__DOCUMENT SEGMENT__
○ ○ ○ ○

On the diamond or ice, Howie puts it in the books! 1

When the radio voice of the New York Mets, Howie Rose, went to Queens College, he told the Chronicle, he lived for a time at this fraternity house at 42-26 215 St. in Bayside, seen as it looked in the 1960s when he was a youngster.

Howard Jeffrey “Howie” Rose was born in Brooklyn on Feb. 13, 1954.

His earliest memory of a baseball game was Game 7 of the 1960 World Series when the Pirates’ Bill Mazeroski won the series, sinking the New York Yankees with a home run in the ninth inning. His father, Robert, nurtured him in the game of baseball. Dad was, however, a loyal rabid Yankees fan.

They lived in the Bronx but moved in 1962.

○ ○ ○ ○

__EXTRACTED MATERIAL__
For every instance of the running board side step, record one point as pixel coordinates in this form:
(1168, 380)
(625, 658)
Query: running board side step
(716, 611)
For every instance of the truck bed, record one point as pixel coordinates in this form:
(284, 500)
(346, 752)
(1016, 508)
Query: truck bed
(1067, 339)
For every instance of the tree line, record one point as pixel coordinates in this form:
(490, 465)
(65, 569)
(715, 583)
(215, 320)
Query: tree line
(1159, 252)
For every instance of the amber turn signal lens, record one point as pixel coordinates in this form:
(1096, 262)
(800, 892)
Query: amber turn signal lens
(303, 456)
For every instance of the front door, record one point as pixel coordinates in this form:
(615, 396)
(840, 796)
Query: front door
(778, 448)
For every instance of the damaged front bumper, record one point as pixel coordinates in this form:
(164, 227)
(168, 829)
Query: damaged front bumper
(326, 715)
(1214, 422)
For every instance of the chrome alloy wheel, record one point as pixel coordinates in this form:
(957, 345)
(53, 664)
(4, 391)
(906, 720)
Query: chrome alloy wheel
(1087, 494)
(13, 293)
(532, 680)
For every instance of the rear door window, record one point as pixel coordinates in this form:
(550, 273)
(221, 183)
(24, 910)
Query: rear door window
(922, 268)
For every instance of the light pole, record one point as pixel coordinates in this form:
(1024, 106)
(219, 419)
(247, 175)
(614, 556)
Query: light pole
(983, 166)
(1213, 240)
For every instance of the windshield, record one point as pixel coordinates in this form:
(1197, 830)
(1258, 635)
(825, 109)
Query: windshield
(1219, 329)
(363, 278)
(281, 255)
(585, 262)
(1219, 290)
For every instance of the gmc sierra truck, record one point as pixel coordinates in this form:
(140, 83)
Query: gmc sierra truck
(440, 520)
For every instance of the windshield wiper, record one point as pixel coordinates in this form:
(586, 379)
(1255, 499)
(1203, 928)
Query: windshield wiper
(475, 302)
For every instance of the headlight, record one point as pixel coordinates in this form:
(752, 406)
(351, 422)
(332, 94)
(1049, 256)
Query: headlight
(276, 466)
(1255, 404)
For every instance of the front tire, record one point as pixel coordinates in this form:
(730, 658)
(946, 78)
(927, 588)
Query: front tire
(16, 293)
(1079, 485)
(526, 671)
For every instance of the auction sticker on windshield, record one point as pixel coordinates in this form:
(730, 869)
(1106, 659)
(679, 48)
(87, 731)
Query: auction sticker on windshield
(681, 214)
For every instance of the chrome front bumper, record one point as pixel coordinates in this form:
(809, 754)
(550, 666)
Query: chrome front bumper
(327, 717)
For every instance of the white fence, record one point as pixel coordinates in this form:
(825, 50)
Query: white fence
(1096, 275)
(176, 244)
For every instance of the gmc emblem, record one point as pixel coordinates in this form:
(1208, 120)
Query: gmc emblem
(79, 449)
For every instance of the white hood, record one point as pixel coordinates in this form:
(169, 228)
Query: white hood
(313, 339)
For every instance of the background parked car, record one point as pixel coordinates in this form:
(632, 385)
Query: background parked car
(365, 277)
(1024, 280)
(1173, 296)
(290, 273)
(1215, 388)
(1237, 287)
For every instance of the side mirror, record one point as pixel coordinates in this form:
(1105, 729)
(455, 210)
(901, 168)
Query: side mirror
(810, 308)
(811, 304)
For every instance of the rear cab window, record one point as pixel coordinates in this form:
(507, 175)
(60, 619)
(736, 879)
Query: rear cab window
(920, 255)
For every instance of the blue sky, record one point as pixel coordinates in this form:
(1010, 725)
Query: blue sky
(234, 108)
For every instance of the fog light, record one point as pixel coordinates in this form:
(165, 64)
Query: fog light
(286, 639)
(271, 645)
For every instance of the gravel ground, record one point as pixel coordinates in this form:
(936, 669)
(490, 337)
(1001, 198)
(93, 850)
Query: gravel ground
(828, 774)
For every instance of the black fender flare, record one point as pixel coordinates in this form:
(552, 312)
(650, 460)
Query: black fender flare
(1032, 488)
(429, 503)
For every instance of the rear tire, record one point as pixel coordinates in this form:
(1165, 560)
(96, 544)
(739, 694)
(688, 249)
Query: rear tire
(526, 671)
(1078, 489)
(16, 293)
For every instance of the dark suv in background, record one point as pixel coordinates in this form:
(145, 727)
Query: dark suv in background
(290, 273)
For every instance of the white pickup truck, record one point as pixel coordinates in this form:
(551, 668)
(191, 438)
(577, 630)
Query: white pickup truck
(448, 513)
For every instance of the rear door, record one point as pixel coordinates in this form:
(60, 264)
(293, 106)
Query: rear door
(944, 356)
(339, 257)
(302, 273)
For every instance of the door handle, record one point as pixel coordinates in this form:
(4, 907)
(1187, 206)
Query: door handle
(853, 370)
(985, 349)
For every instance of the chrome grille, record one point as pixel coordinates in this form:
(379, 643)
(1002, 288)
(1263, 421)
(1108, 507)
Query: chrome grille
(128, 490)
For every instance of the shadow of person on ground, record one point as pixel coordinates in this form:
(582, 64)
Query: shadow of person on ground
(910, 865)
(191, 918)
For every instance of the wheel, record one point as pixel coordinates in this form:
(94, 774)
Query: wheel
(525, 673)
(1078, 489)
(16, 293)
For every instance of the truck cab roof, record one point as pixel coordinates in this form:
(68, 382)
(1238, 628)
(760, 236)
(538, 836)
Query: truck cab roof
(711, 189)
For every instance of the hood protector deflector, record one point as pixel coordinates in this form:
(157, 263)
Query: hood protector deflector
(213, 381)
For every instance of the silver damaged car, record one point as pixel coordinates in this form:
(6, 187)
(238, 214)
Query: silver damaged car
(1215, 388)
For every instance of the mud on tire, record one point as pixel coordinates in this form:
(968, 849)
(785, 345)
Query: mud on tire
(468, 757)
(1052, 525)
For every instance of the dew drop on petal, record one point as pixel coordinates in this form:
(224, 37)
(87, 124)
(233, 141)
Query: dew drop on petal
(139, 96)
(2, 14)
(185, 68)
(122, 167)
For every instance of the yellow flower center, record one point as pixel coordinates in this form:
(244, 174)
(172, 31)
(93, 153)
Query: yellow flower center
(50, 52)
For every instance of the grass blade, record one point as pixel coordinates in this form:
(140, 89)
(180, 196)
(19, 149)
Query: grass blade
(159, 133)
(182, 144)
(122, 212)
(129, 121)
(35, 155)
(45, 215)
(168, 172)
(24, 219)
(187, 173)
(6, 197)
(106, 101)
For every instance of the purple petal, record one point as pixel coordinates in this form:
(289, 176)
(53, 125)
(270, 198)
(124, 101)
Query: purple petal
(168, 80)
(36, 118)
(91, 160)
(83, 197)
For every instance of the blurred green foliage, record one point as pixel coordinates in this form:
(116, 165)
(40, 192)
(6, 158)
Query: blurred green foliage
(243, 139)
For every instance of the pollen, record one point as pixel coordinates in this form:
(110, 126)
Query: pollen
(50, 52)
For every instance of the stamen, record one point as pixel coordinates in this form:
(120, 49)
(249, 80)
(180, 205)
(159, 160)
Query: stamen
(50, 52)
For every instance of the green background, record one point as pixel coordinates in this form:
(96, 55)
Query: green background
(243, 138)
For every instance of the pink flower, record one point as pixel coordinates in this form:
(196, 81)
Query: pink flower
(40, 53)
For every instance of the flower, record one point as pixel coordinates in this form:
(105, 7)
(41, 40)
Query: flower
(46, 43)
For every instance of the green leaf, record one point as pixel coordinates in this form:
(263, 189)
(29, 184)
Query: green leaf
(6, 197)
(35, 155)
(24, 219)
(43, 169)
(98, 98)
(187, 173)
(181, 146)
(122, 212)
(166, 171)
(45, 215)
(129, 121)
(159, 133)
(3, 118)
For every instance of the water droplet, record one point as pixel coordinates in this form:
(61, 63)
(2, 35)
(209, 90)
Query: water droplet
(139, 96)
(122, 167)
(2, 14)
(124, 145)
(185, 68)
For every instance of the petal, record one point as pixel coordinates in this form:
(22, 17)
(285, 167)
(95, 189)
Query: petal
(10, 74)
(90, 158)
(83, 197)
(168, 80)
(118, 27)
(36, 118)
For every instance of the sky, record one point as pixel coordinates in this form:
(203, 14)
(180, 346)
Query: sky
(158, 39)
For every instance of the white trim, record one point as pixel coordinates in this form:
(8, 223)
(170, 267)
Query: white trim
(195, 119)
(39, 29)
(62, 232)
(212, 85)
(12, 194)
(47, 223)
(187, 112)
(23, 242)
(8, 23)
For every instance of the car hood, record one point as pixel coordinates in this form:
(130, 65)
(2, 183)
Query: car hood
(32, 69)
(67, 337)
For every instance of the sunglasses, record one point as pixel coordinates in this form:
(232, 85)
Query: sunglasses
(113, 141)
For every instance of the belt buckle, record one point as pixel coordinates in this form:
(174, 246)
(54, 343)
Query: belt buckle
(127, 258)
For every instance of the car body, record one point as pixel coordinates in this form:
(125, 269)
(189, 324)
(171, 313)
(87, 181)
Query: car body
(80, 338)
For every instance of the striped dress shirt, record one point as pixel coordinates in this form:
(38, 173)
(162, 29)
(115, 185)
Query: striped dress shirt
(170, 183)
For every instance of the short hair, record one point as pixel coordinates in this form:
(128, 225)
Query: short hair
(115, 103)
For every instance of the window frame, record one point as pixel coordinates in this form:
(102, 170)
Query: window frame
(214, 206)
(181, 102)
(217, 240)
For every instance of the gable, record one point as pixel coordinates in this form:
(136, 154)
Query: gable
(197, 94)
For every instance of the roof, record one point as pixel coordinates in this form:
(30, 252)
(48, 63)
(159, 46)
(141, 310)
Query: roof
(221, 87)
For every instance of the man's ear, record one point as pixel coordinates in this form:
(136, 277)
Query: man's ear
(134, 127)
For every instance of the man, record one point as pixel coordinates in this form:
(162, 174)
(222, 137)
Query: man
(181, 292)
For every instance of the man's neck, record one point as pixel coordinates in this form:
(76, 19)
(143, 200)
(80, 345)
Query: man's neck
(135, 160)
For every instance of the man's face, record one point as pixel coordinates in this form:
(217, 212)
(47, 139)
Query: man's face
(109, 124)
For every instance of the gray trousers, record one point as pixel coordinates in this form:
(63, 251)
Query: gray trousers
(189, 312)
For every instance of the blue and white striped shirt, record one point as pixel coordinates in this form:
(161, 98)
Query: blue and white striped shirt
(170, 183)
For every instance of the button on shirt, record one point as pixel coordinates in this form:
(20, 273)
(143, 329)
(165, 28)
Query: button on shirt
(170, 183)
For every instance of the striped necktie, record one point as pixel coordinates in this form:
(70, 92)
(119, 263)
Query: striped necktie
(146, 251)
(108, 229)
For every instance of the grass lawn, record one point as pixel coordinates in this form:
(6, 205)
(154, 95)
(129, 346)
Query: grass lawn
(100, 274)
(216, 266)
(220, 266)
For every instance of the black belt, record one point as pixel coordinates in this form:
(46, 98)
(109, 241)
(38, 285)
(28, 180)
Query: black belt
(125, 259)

○ ○ ○ ○

__WHAT YOU NEED TO DO__
1 – According to the text about Howie Rose, when and where was he born?
2 – Duplicate the Howie Rose text from "On the diamond" up to and including "Feb. 13, 1954.".
The data have no connection to the text about Howie Rose.

__ANSWERS TO EACH TASK__
1 – He was born in Brooklyn on Feb. 13, 1954.

2 –
On the diamond or ice, Howie puts it in the books! 1

When the radio voice of the New York Mets, Howie Rose, went to Queens College, he told the Chronicle, he lived for a time at this fraternity house at 42-26 215 St. in Bayside, seen as it looked in the 1960s when he was a youngster.

Howard Jeffrey “Howie” Rose was born in Brooklyn on Feb. 13, 1954.